═══ Passage shown ═══

Manx National Heritage
- Founded: 1951
- Focus: Heritage
- Region served: Isle of Man
- Key people: Connie Lovel, Executive Director
- Website: Manx National Heritage

= Manx National Heritage =

National heritage organisation of the Isle of Man

Manx National Heritage (Eiraght Ashoonagh Vannin) is the national heritage organisation for the Isle of Man. The organisation manages a significant proportion of the Island’s physical heritage assets including over 3,000 acres of coastline and landscape. It holds property, archives, artwork, library and museum collections in trust for the Manx nation. It is the Isle of Man's statutory heritage agency and an Isle of Man registered charity (№ 603).

==Overview==
Manx National Heritage is a charitable trust, and a registered charity created by statute as (and still formally known as) the Manx Museum and National Trust. It is governed by a board of trustees.

═══ Data shown ═══

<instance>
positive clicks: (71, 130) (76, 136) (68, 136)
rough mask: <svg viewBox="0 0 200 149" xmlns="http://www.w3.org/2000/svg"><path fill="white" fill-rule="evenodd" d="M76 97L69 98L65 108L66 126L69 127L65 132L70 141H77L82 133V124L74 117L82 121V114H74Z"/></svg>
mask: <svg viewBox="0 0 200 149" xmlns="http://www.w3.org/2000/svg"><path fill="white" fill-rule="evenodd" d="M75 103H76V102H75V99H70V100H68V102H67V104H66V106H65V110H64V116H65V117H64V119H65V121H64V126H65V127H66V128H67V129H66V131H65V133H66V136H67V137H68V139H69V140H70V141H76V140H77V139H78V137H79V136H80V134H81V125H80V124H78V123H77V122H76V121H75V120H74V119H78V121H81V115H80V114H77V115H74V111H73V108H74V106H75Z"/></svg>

═══

** Your task **
Swap "trustees" for "governors" in the text on Manx National Heritage, then give the part between "National heritage organisation of" and "board of trustees.", inclusive.

** Task response **
National heritage organisation of the Isle of Man

Manx National Heritage (Eiraght Ashoonagh Vannin) is the national heritage organisation for the Isle of Man. The organisation manages a significant proportion of the Island’s physical heritage assets including over 3,000 acres of coastline and landscape. It holds property, archives, artwork, library and museum collections in trust for the Manx nation. It is the Isle of Man's statutory heritage agency and an Isle of Man registered charity (№ 603).

==Overview==
Manx National Heritage is a charitable trust, and a registered charity created by statute as (and still formally known as) the Manx Museum and National Trust. It is governed by a board of governors.